Region pointing data:
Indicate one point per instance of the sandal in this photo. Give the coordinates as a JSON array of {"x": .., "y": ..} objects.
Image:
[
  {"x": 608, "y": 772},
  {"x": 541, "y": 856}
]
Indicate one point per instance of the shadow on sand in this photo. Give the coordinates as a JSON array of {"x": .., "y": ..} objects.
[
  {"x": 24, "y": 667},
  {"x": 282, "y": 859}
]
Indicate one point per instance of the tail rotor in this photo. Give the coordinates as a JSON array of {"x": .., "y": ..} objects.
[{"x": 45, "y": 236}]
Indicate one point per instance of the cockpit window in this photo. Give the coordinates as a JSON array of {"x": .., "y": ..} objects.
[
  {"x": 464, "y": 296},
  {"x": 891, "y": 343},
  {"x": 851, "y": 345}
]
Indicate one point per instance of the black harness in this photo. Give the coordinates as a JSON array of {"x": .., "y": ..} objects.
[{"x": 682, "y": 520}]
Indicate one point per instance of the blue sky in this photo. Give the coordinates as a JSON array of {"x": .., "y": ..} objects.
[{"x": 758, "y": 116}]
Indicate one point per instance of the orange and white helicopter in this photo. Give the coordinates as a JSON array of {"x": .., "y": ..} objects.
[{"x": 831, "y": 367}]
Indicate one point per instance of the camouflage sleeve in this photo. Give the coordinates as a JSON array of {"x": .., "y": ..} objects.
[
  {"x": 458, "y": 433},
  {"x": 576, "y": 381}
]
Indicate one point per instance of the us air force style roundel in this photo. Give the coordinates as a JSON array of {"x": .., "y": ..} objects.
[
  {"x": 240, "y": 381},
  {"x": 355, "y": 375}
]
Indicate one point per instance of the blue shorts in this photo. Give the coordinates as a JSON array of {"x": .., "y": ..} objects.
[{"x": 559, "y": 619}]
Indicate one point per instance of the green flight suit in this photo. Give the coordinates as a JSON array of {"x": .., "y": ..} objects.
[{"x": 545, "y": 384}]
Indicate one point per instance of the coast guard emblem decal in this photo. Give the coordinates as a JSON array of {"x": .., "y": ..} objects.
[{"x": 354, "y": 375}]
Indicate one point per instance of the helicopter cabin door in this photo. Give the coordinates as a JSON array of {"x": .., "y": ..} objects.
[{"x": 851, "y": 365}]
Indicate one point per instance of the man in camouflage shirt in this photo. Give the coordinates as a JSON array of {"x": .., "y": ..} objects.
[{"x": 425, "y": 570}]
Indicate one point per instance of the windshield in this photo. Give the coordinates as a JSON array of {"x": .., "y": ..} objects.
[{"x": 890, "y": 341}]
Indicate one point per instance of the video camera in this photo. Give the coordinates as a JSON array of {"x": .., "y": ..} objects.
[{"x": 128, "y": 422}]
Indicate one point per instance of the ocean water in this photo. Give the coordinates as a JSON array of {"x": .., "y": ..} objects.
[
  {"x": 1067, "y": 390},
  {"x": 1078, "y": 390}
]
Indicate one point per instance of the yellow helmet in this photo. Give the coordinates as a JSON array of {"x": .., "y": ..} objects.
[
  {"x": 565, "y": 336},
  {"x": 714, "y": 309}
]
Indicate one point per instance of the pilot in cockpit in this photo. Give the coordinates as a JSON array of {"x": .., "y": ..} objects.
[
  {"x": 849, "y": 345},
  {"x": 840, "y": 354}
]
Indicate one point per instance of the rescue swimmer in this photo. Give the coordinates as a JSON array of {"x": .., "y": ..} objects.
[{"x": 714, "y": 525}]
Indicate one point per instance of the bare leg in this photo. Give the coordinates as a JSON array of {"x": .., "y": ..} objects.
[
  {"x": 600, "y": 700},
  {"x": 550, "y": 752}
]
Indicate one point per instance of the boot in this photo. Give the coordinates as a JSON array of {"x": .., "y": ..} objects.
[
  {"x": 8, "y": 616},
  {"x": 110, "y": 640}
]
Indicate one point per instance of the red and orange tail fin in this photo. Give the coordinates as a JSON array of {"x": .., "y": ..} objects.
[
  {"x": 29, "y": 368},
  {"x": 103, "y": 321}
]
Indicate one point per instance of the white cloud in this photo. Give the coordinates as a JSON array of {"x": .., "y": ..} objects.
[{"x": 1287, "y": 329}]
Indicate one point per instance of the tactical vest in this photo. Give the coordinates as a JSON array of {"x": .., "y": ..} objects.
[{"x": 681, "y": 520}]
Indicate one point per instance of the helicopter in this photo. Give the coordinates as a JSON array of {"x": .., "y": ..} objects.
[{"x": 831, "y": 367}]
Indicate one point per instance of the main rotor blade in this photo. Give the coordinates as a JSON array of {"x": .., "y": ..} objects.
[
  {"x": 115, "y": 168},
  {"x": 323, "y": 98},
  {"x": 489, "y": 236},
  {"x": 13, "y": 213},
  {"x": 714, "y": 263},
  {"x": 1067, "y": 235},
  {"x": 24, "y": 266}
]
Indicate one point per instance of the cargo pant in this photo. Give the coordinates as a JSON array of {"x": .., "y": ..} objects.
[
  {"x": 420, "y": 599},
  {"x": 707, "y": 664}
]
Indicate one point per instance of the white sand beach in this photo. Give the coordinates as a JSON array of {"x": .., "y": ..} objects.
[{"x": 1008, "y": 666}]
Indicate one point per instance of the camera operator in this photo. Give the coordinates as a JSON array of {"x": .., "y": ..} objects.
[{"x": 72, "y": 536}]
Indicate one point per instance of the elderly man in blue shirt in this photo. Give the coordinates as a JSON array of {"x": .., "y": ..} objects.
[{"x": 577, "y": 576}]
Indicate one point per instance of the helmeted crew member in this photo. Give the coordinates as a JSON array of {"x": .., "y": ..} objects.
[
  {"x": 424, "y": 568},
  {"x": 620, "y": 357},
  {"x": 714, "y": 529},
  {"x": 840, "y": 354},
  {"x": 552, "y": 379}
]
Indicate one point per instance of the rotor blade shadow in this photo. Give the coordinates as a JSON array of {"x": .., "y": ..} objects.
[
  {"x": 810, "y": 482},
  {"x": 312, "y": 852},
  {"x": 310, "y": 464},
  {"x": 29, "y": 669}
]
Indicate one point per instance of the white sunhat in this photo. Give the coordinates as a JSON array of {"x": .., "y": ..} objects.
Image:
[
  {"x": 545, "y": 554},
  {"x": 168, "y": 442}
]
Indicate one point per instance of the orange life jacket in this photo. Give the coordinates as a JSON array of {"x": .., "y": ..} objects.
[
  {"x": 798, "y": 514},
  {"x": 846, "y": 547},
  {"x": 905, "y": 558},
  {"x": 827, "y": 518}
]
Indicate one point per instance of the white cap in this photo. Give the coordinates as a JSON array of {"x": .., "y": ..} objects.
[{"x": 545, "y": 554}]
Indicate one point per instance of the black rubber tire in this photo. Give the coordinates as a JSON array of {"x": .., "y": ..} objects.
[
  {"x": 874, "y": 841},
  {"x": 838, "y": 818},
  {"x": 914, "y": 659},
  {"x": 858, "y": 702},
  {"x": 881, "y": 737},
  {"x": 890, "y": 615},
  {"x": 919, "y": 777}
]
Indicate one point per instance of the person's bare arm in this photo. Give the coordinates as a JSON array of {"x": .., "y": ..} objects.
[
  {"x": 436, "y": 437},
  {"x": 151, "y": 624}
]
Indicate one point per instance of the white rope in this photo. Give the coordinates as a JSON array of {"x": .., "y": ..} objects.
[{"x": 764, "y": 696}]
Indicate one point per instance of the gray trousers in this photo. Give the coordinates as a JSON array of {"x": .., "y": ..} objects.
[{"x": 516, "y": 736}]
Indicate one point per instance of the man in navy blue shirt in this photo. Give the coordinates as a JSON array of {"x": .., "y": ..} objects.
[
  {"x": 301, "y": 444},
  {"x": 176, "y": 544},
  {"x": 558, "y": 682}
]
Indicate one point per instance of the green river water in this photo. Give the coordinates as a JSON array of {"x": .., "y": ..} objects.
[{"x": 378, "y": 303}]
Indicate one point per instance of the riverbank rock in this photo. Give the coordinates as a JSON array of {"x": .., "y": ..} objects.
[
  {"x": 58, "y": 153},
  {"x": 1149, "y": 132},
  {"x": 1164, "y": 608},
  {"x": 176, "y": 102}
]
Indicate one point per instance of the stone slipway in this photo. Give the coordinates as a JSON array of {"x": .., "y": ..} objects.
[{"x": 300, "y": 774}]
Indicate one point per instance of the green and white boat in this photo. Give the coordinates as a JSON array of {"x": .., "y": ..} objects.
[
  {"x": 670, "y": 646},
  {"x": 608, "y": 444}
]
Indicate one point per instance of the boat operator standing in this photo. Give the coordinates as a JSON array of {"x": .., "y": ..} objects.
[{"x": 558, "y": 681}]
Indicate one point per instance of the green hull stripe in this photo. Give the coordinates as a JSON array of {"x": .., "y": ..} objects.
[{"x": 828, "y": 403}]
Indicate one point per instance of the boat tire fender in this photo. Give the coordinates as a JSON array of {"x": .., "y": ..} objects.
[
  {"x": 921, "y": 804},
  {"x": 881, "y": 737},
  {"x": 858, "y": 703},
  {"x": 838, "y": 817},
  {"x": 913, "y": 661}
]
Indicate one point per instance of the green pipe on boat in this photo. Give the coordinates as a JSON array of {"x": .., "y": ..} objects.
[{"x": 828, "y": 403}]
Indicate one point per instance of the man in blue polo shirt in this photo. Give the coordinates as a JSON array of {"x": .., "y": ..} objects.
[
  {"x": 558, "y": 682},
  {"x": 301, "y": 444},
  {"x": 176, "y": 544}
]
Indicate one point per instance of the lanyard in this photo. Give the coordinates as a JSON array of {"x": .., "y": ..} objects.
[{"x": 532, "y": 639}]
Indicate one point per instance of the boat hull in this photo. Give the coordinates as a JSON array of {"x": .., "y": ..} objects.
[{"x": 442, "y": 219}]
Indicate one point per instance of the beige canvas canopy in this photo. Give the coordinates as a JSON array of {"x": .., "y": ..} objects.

[Required work] All lines from the one that contains "Indicate one point per instance of the boat tire" to the end of the records above are to be copied exactly; leave out the rest.

[Task answer]
Indicate one point per instance of the boat tire fender in this photo. Give the coordinates as a JSON array of {"x": .., "y": ..} objects.
[
  {"x": 921, "y": 804},
  {"x": 881, "y": 737},
  {"x": 858, "y": 703},
  {"x": 838, "y": 817},
  {"x": 913, "y": 661}
]
Indicate one point per instance of the green pipe on boat in this photo. Give the coordinates as a JSON array of {"x": .., "y": ..} objects.
[{"x": 828, "y": 403}]
Indicate one point per instance of the man in blue polo shirt in this photo. Give the coordinates as a JSON array of {"x": .., "y": ..} objects.
[
  {"x": 558, "y": 682},
  {"x": 301, "y": 444},
  {"x": 176, "y": 544}
]
Indicate one point per instance of the lanyard in this photo. Give the coordinates as a JSON array of {"x": .., "y": ..} objects.
[{"x": 532, "y": 639}]
Indicate one point per instance of the boat hull in this photo. Give the coordinates as a JSON array of {"x": .., "y": ..} objects.
[{"x": 442, "y": 219}]
Indicate one point per instance of the beige canvas canopy in this photo. Give the coordinates as a JSON array of {"x": .., "y": ..} objects.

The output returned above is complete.